• _Exercise goal_: Lines with the word "below" in them are the ones to copy from the records.

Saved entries
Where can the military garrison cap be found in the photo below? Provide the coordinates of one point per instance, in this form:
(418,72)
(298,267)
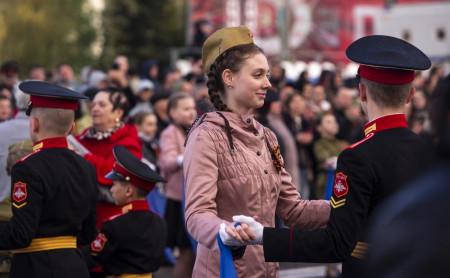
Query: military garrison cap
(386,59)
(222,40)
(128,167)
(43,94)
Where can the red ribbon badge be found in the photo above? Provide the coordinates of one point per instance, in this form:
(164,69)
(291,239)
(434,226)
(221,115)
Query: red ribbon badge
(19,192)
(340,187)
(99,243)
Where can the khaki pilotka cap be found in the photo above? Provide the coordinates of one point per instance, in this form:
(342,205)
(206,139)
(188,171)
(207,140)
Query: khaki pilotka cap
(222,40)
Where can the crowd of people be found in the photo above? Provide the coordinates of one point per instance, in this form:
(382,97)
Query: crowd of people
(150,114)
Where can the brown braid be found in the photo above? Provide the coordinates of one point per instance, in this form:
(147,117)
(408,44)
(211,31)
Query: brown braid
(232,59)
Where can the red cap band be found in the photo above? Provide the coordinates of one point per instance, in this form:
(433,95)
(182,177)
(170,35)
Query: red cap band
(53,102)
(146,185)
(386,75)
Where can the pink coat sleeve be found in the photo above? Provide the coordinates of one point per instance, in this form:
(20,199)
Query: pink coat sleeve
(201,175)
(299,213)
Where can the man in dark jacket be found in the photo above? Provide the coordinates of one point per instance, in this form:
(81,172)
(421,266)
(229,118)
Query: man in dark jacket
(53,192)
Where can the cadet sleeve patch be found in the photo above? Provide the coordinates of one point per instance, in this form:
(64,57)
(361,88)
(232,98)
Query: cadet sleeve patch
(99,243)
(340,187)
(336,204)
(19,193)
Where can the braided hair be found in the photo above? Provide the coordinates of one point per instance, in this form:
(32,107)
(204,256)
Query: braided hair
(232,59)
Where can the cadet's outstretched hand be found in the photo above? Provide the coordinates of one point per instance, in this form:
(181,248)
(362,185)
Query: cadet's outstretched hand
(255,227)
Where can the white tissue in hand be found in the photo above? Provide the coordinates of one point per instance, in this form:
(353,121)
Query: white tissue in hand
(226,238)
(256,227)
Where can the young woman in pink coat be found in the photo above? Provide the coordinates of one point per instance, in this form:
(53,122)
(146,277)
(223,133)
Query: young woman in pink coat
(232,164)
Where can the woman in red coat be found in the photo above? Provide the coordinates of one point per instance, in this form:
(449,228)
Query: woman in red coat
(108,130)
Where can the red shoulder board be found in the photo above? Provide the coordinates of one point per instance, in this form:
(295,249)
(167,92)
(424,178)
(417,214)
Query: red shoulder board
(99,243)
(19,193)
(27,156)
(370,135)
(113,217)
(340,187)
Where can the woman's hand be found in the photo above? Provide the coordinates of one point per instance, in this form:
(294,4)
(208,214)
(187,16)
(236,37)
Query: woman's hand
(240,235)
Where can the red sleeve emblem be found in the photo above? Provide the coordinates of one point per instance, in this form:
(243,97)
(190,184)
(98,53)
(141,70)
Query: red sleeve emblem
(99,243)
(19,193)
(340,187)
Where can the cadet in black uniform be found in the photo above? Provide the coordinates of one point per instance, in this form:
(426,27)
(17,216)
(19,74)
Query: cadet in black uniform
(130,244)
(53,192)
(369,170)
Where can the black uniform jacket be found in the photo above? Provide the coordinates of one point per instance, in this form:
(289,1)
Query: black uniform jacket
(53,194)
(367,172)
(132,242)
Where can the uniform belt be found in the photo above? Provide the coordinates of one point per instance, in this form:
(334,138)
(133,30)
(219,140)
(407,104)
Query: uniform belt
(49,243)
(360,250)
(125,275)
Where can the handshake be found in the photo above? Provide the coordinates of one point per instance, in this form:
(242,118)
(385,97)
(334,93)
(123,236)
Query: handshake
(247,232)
---
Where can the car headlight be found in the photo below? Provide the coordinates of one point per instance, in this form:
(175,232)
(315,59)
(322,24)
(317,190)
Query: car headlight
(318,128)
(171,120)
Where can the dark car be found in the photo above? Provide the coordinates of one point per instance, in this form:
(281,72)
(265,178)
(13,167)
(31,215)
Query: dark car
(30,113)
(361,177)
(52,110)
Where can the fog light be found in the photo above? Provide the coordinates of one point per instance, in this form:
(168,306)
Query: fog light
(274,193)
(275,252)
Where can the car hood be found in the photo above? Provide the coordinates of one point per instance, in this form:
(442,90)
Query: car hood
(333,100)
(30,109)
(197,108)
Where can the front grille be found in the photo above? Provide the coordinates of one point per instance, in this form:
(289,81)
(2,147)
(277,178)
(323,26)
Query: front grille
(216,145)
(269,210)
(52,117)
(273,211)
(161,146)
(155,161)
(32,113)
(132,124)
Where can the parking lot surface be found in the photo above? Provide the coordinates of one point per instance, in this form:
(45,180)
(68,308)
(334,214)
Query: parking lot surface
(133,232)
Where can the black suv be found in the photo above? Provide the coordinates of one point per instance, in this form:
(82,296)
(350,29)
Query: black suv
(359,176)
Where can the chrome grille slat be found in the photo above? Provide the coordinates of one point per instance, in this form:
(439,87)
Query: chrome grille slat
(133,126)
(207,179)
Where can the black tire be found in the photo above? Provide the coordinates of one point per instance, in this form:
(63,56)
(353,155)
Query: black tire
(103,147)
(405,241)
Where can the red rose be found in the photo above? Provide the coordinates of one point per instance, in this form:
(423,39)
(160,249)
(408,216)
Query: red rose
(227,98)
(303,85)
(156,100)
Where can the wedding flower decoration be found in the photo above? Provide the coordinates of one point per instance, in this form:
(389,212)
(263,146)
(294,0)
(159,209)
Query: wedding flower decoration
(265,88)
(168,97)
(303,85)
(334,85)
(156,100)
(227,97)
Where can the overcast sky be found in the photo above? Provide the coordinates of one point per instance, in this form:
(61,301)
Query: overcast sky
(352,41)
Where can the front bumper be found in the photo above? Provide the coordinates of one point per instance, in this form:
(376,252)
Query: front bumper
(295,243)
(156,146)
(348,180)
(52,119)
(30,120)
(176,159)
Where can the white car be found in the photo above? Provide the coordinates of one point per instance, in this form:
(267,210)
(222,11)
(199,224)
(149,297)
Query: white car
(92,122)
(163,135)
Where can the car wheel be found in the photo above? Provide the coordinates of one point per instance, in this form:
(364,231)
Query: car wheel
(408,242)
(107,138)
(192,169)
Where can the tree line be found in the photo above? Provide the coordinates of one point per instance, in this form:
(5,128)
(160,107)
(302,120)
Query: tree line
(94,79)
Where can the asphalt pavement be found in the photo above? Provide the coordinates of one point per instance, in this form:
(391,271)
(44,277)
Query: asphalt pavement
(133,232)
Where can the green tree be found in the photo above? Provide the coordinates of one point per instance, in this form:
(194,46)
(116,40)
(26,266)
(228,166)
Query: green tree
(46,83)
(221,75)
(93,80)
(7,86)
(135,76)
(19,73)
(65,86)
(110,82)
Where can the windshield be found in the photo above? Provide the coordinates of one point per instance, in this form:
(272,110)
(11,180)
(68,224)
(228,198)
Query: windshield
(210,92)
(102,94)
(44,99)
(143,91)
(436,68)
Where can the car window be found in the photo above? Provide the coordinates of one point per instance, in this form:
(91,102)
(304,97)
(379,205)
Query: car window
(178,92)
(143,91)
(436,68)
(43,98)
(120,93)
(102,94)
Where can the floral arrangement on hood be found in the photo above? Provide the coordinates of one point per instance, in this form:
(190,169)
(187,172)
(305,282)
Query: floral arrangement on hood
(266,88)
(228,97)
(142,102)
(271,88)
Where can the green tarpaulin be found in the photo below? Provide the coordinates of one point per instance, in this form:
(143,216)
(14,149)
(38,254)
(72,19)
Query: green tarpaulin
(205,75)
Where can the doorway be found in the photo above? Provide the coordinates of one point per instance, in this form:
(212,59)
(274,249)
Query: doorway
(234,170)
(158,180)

• _Output_:
Where can the military garrison cap be found in the photo below? Provide the coordinates of one point per instance, in this form:
Where can the car headlight be found in the photo below? Provide the coordinates of one point per instance, in this form:
Where can the green tarpaulin be found in the photo below? Provide the coordinates of one point per instance, in this form:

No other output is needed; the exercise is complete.